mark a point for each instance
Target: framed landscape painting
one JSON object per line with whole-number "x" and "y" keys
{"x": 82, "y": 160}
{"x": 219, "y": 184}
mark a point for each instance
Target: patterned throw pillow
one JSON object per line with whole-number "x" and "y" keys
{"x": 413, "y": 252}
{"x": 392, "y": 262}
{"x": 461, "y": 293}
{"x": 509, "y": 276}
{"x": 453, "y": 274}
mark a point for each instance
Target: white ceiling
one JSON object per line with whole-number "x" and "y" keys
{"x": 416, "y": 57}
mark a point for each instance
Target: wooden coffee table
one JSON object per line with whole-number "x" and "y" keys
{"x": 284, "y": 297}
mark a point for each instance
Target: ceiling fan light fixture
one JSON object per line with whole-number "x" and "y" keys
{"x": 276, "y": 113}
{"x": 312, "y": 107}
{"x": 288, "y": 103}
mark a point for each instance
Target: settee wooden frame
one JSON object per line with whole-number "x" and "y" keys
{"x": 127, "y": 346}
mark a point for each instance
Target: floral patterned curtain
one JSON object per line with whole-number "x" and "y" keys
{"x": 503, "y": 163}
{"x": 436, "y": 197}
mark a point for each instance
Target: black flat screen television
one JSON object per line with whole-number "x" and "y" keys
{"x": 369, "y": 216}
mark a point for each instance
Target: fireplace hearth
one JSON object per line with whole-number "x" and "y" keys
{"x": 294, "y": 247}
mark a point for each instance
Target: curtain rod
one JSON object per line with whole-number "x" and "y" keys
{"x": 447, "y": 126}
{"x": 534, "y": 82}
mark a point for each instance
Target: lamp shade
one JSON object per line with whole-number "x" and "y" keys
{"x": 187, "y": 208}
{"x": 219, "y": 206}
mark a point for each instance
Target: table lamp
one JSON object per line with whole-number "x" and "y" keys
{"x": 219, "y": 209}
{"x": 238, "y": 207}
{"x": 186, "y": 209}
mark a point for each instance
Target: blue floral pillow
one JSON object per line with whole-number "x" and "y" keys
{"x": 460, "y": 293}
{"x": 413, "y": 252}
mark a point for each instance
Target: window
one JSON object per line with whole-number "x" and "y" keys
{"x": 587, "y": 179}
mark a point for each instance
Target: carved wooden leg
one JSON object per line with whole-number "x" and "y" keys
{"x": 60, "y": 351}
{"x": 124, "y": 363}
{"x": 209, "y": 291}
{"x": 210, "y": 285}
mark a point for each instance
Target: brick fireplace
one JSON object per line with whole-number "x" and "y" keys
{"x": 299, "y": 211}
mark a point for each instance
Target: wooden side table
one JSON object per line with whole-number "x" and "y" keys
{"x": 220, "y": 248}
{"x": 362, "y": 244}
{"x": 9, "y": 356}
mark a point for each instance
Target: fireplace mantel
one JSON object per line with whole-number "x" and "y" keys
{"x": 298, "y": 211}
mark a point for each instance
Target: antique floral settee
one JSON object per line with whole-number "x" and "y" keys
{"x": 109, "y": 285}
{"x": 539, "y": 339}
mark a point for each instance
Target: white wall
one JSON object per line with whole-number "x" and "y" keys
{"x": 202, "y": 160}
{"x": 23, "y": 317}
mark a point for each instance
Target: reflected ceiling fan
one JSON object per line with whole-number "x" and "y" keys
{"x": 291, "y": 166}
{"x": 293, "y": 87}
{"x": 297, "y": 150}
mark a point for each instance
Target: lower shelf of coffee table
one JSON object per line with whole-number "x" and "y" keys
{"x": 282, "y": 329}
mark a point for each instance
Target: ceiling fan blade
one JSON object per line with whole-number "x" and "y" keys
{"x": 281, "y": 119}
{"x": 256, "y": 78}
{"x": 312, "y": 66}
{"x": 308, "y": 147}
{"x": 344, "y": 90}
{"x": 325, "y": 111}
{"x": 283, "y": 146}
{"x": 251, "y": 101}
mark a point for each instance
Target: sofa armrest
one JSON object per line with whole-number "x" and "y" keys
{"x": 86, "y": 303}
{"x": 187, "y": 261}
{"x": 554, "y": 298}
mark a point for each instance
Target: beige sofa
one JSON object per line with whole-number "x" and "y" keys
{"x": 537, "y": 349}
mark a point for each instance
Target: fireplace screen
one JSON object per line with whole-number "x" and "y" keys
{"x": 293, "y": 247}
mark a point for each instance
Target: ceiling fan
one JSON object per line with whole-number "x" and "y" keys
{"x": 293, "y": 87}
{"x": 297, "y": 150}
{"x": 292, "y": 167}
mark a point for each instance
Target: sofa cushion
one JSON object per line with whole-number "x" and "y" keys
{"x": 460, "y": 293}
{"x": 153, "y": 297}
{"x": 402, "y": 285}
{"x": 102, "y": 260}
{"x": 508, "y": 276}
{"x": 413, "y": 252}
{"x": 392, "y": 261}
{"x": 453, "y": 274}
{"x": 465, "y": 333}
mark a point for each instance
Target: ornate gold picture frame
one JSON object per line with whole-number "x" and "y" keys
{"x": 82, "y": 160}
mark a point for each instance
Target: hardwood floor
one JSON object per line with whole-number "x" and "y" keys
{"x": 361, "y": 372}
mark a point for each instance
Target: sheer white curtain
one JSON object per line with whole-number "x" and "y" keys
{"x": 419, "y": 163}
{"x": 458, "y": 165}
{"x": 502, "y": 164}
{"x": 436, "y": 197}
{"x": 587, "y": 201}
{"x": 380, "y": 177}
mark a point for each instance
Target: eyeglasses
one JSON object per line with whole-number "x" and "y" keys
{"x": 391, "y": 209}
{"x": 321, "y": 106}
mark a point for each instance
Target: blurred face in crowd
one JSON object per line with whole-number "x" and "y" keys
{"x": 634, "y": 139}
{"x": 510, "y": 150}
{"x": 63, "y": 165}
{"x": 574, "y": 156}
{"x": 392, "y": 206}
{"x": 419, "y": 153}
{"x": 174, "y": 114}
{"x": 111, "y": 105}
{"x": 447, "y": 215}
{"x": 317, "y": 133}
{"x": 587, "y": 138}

-=-=-=-=-

Quote the data in full, keeping each word unchanged.

Solution below –
mark a point for each instance
Target: framed landscape painting
one JSON object per line with whole-number "x" and "y" keys
{"x": 82, "y": 160}
{"x": 219, "y": 184}
mark a point for each instance
Target: patterned throw pillow
one JSON object per line with whole-number "x" and "y" keys
{"x": 413, "y": 252}
{"x": 392, "y": 262}
{"x": 461, "y": 293}
{"x": 509, "y": 276}
{"x": 453, "y": 274}
mark a point for each instance
Target: white ceiling
one JSON object per line with whole-number "x" and "y" keys
{"x": 416, "y": 57}
mark a point for each instance
Target: wooden coffee table
one JSON object per line with whole-number "x" and "y" keys
{"x": 284, "y": 297}
mark a point for each instance
Target: ceiling fan light fixture
one JSON object per line with whole-number "x" and "y" keys
{"x": 276, "y": 113}
{"x": 312, "y": 107}
{"x": 288, "y": 103}
mark a point for each instance
Target: settee wooden frame
one JSON object per line with whole-number "x" and "y" keys
{"x": 127, "y": 346}
mark a point for each instance
Target: floral patterned curtain
one JSON object per line with whole-number "x" and "y" keys
{"x": 503, "y": 163}
{"x": 436, "y": 197}
mark a point for each instance
Target: black flat screen television
one JSON object per line with whole-number "x" and "y" keys
{"x": 369, "y": 216}
mark a point for each instance
Target: fireplace hearth
one JSON object per line with whole-number "x" and "y" keys
{"x": 294, "y": 247}
mark a point for each instance
Target: curtain rod
one JSON object per line with whole-number "x" and "y" keys
{"x": 447, "y": 126}
{"x": 534, "y": 82}
mark a point for each instance
Target: lamp shade
one JSON object per line with whole-number "x" and "y" keys
{"x": 187, "y": 208}
{"x": 219, "y": 206}
mark a point for each instance
Target: table lamp
one JSON object per line with whole-number "x" and "y" keys
{"x": 219, "y": 209}
{"x": 238, "y": 207}
{"x": 186, "y": 209}
mark a point for each instance
Target: blue floral pillow
one JSON object per line with whole-number "x" and "y" keys
{"x": 460, "y": 293}
{"x": 413, "y": 252}
mark a point for each instance
Target: window
one JSON object per line with whole-number "x" and "y" keys
{"x": 587, "y": 179}
mark a point for each instance
Target: carved wooden leg
one JSON object per line with whole-number "x" and "y" keys
{"x": 60, "y": 351}
{"x": 124, "y": 363}
{"x": 209, "y": 291}
{"x": 210, "y": 285}
mark a point for each instance
Target: brick fireplace
one JSON object per line with whole-number "x" and "y" keys
{"x": 299, "y": 211}
mark a point for each instance
Target: wooden side table
one JSON object per line with whole-number "x" and "y" keys
{"x": 220, "y": 248}
{"x": 362, "y": 244}
{"x": 9, "y": 356}
mark a point for each instance
Target: fireplace mantel
one JSON object per line with whole-number "x" and "y" keys
{"x": 298, "y": 211}
mark a point for each instance
Target: antique floral settee
one JSON object per line with whole-number "x" and "y" keys
{"x": 109, "y": 285}
{"x": 539, "y": 339}
mark a point for each instance
Target: white wall
one JSON object per line with whole-number "x" and "y" keys
{"x": 202, "y": 160}
{"x": 23, "y": 317}
mark a point for each instance
Target: reflected ceiling fan
one JSON object per line with whole-number "x" and "y" keys
{"x": 291, "y": 166}
{"x": 293, "y": 87}
{"x": 297, "y": 150}
mark a point for each instance
Target: lower shelf of coffee table
one JSON object per line with whole-number "x" and "y" keys
{"x": 282, "y": 329}
mark a point for each instance
Target: ceiling fan blade
one JSON object per line with whole-number "x" and "y" keys
{"x": 281, "y": 119}
{"x": 256, "y": 78}
{"x": 312, "y": 66}
{"x": 308, "y": 147}
{"x": 344, "y": 90}
{"x": 325, "y": 111}
{"x": 283, "y": 146}
{"x": 251, "y": 101}
mark a point for each instance
Target: sofa armrest
one JSON object per line with whole-number "x" and "y" keys
{"x": 86, "y": 303}
{"x": 187, "y": 261}
{"x": 554, "y": 298}
mark a point for each instance
Target: beige sofa
one JSON object per line with whole-number "x" and "y" keys
{"x": 537, "y": 349}
mark a point for each instance
Target: fireplace screen
one JSON object per line with whole-number "x" and "y" keys
{"x": 293, "y": 247}
mark a point for each instance
Target: ceiling fan
one JSON object per line with whole-number "x" and "y" keys
{"x": 293, "y": 87}
{"x": 297, "y": 150}
{"x": 292, "y": 167}
mark a point for each instance
Target: sofa cushion
one JSON object per line with whole-number "x" and "y" keys
{"x": 460, "y": 293}
{"x": 153, "y": 297}
{"x": 402, "y": 285}
{"x": 102, "y": 260}
{"x": 508, "y": 276}
{"x": 413, "y": 252}
{"x": 392, "y": 261}
{"x": 453, "y": 274}
{"x": 465, "y": 333}
mark a point for each instance
Target: ornate gold picture frame
one JSON object per line with whole-number "x" and "y" keys
{"x": 82, "y": 160}
mark a point for each instance
Target: hardwood floor
one JSON object per line with whole-number "x" and "y" keys
{"x": 361, "y": 372}
mark a point for each instance
Target: sheer white curtain
one JSON object per line with whole-number "x" and "y" keys
{"x": 419, "y": 163}
{"x": 458, "y": 165}
{"x": 502, "y": 164}
{"x": 436, "y": 197}
{"x": 587, "y": 201}
{"x": 380, "y": 177}
mark a point for each instance
Target: eyeglasses
one JSON object per line with whole-number "x" and "y" keys
{"x": 391, "y": 209}
{"x": 321, "y": 106}
mark a point for each instance
Target: blurred face in crowd
one JSON object per line with whole-number "x" and "y" keys
{"x": 634, "y": 139}
{"x": 510, "y": 150}
{"x": 63, "y": 165}
{"x": 574, "y": 156}
{"x": 392, "y": 206}
{"x": 419, "y": 153}
{"x": 174, "y": 114}
{"x": 111, "y": 105}
{"x": 447, "y": 215}
{"x": 317, "y": 133}
{"x": 587, "y": 138}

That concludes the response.